* Given text
○ ○ ○ ○ ○
Crohn’s disease, biological therapy, stricture

Crohn`s disease (CD) is a chronic inflammatory bowel disease affecting any part of the gut, most frequently an ileocaecal area. In 80% of patients CD evolves into stenosing or perforating type [1,2]. Up to 40– 55 % of patients have to undergo an intestinal resection within ten years from diagnosis and nearly half of them require repeated surgery within 15 years after the first operation [3].
Endoscopic balloon dilation (EBD) represents an alternative to surgery in selected cases, and currently belongs to one of the most frequently used therapeutic methods in patients with CD. It can be used especially in patients with secondary anastomotic stenoses, however it is also suitable for some primary small or large bowel stenoses [4,5]. On the contrary, terminal ileum or ileocaecal valve stenosis is not an optimal indication for EBD and in these cases the surgical resection should be the method of choice.
For EBD we use balloons introduced through the working channel of the endoscope (through‑ the‑ scope or TTS balloon). Stenoses suitable for EBD should not be longer than 4– 5 cm, with no fistula and/ or abscess [6]. Procedure of dilation, diameter of the balloon, pressure used for dilation, as well as number of dilations during one session vary between authors and depend mainly on actual endoscopic finding (stenosis diameter, presence of inflammatory changes and ulcers, etc.) and experience of the endoscopist. EBD is considered successful when the post‑dilation diameter allows the scope to pass through the stenosis [2,7].
Effect of medical therapy on the efficacy of EBD still remains questionable [8]. Although biological therapy decreases the risk of hospitalization and surgery in CD patients, we are missing a clear proof of positive effect of anti‑TNF antibodies on EBD outcome [9]. Previous study of our group on the cohort of 53 CD (19 treated with biologicals) patients have not shown any positive influence of biological therapy on the duration of clinical effect of EBD. Moreover, patients treated with biologicals in our study had significantly shorter median of symptom relief after EBD as compared to patients treated with conventional medical therapy [10].
The aim of this study was therefore: 1. to assess the short‑  as well as long‑term effect and safety of EBD; 2. to assess the effect of concomitant biological therapy on EBD outcome; 3. to evaluate the influence of other factors (smoking, localization of stenosis, type of anastomosis, technical success of dilation, etc.) on EBD outcome.
Patients and methods
We retrospectively analyzed efficacy and safety of EBD performed in CD patients at IBD center ISCARE between May 2007 and December 2013.
Patients with both anastomotic stenosis and primary –  not anastomotic stenosis were included. The medical records were retrieved and the following data were extracted: patients’ demographic characteristics, disease behaviour, details on anti‑TNFa therapy, number and type of previous surgeries and characteristics of stenosis. Furthermore, details on EBD procedure, efficacy and complications were recorded.
○ ○ ○ ○ ○
Collected data entries:
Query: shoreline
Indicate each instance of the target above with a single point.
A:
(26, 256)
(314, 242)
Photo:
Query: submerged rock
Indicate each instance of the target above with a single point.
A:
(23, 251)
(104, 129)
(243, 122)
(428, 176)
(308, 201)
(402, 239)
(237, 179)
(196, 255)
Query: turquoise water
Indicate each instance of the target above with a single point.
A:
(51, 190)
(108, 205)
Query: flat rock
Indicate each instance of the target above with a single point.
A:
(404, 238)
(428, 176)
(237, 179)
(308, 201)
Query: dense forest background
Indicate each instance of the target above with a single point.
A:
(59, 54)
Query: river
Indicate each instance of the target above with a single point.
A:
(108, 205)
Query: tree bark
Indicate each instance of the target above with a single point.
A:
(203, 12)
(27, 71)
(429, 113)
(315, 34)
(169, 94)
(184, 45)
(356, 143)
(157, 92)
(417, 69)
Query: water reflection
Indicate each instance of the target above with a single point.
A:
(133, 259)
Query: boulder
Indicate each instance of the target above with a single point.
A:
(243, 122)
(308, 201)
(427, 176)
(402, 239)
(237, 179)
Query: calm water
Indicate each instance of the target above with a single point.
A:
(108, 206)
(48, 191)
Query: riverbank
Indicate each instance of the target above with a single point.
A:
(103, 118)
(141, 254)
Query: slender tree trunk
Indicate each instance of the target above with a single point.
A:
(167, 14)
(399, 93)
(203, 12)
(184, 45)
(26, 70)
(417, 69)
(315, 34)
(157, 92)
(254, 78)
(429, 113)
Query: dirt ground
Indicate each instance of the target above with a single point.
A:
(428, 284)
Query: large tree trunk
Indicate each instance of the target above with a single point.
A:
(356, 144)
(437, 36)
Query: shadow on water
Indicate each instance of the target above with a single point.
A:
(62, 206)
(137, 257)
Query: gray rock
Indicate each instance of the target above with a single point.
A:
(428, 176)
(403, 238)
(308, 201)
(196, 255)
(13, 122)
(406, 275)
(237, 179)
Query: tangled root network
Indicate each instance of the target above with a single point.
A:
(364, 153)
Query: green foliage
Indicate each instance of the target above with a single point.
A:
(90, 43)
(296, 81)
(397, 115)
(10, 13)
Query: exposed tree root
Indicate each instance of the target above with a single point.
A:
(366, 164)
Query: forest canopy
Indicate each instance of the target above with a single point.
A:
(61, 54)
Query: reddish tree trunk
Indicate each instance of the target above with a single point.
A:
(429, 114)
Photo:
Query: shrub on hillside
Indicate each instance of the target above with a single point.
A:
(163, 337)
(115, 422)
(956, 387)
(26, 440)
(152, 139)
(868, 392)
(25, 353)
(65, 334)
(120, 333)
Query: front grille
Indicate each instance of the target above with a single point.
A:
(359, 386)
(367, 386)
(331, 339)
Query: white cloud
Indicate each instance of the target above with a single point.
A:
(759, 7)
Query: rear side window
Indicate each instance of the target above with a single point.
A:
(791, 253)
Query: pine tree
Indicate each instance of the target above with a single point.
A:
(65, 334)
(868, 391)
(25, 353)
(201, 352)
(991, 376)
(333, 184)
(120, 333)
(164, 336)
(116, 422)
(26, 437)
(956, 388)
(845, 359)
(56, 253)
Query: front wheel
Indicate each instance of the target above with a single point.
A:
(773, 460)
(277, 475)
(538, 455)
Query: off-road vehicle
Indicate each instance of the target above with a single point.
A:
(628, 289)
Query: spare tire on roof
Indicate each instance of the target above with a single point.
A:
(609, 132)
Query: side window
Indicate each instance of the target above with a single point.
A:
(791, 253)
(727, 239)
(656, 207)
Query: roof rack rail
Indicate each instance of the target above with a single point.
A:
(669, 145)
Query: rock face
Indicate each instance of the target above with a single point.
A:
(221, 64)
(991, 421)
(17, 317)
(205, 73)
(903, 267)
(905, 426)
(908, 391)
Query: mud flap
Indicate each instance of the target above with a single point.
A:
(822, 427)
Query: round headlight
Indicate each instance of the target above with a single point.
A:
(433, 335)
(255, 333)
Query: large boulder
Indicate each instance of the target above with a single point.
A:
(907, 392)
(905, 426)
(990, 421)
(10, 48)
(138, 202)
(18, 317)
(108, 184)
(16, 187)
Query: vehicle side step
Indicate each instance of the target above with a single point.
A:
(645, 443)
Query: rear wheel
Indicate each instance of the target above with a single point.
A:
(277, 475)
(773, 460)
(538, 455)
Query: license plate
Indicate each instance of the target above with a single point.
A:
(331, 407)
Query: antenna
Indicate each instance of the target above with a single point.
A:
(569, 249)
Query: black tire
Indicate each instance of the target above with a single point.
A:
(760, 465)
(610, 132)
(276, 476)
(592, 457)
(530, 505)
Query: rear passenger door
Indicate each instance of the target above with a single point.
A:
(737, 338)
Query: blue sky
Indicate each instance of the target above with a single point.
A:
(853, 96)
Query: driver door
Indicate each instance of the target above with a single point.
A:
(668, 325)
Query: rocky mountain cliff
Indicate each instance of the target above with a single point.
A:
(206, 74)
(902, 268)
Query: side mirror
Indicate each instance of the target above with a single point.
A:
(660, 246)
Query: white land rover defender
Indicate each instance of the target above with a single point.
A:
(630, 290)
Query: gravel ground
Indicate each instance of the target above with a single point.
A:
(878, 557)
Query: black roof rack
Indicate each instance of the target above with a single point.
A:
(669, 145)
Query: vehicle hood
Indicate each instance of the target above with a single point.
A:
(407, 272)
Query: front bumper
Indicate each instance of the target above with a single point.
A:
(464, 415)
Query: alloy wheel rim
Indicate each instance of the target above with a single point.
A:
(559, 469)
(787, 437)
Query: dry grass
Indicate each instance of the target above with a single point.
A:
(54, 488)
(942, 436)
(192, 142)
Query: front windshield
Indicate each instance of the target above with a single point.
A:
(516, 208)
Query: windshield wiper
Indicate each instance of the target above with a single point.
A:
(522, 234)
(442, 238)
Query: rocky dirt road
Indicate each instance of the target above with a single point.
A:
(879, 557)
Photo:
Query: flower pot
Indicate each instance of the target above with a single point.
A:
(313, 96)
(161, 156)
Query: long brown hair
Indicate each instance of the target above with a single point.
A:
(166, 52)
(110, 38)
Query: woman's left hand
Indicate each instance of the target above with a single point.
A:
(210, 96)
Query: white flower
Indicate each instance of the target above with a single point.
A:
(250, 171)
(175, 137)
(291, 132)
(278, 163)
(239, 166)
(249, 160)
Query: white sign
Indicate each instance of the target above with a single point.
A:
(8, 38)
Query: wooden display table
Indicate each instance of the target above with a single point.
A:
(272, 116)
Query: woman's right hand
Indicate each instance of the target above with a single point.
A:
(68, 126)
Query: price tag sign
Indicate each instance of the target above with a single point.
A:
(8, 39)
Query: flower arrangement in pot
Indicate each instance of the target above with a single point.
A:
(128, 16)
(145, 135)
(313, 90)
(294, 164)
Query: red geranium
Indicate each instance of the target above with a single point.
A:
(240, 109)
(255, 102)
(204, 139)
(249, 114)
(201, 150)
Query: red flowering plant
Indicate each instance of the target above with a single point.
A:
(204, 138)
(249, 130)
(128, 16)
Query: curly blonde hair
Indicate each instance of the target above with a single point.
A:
○ ○ ○ ○ ○
* Task to carry out
Please pick up the text on balloon dilation of Crohn's disease strictures after its last sentence and continue it.

* Written answer
In our centre EBD is performed either in patients with clinical obstructive symptoms, or because of incidental findings of significant stenosis (inability to pass the scope through the stenosis) during endoscopic examination. Elective EBD is performed after CT or MR enterography was done to evaluate the shape and length of the stricture. We use TTS balloons from Olympus or Boston Scientific Microvasive. Deep sedation using propofol with the assistance of anaesthesiologist is given to all patients. Length of dilation procedure takes from 0.5 to 2 minutes, and can be repeated several times. Maximal balloon pressure depends on the diameter of stenosis and presence of ulcers. EBD is considered technically successful when the scope can be passed through the dilated stricture. Duration of clinical effect (partial or complete relief from obstructive symptoms) is measured until symptoms recur, or surgery is required (strictureplasty, resection).
Statistical analysis
For cohort characteristics we used descriptive statistics for continuous and categorical variables (mean, standard deviation, median, range). To assess effects of various factors on outcome of EBD we used Chi‑ square test and Fischer`s exact test. For comparison of variables between two groups we used Mann‑Whitney test.
Characteristics of the cohort
We included 109 patients (60 men, 49 women) who had undergone 220 dilations (range 1– 8). Median age at the time of dilation was 38 years (13– 75), 53% of patients had obstructive symptoms prior to procedure. Majority of patients had ileal (63%) or ileocolonic (27%) localization. Nineteen percent were treated with biological therapy at the time of EBD. The most common type of anastomosis was end‑to‑ end anastomosis (59%). Detailed information provided in tab. 1.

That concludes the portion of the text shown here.